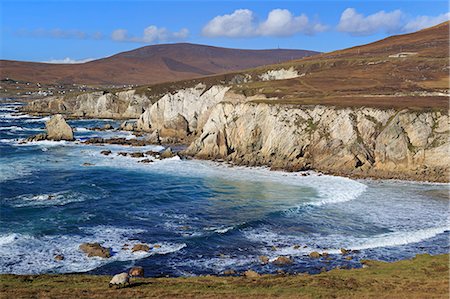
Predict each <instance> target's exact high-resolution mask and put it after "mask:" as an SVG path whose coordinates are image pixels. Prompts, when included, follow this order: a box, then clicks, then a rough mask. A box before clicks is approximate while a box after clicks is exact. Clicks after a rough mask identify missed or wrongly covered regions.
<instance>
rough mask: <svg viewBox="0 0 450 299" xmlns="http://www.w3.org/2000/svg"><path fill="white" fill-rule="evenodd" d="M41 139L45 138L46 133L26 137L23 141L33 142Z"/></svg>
mask: <svg viewBox="0 0 450 299" xmlns="http://www.w3.org/2000/svg"><path fill="white" fill-rule="evenodd" d="M42 140H47V134H45V133H40V134H37V135H33V136H30V137H28V138H27V139H25V142H35V141H42Z"/></svg>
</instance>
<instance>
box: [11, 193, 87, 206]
mask: <svg viewBox="0 0 450 299" xmlns="http://www.w3.org/2000/svg"><path fill="white" fill-rule="evenodd" d="M86 199H88V196H86V195H84V194H81V193H77V192H73V191H61V192H56V193H48V194H37V195H35V194H25V195H20V196H17V197H15V198H13V199H11V202H12V205H13V206H14V207H26V206H55V205H57V206H61V205H66V204H68V203H72V202H80V201H85V200H86Z"/></svg>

◇ ◇ ◇ ◇ ◇ ◇ ◇

Everything in the data except the pictures must appear in your answer unchanged.

Predict each <instance> target's exact high-resolution mask and put it after "mask:" as an SVG path whose coordinates are image pixels. Prompts, when included, follow this order: a box, then clicks, then a rough mask. A box before clicks is approximate while a box after clicks is exact. Clicks after a rough mask identify missed or wrongly covered regions.
<instance>
rough mask: <svg viewBox="0 0 450 299" xmlns="http://www.w3.org/2000/svg"><path fill="white" fill-rule="evenodd" d="M41 139L45 138L46 133L26 137L23 141L33 142Z"/></svg>
mask: <svg viewBox="0 0 450 299" xmlns="http://www.w3.org/2000/svg"><path fill="white" fill-rule="evenodd" d="M42 140H47V134H45V133H40V134H37V135H33V136H30V137H28V138H27V139H25V142H35V141H42Z"/></svg>
</instance>
<instance>
box: [11, 193, 87, 206]
mask: <svg viewBox="0 0 450 299" xmlns="http://www.w3.org/2000/svg"><path fill="white" fill-rule="evenodd" d="M86 199H88V196H86V195H84V194H81V193H77V192H73V191H61V192H56V193H48V194H37V195H35V194H25V195H20V196H17V197H15V198H13V199H11V202H12V205H13V206H14V207H26V206H55V205H57V206H61V205H66V204H68V203H72V202H80V201H85V200H86Z"/></svg>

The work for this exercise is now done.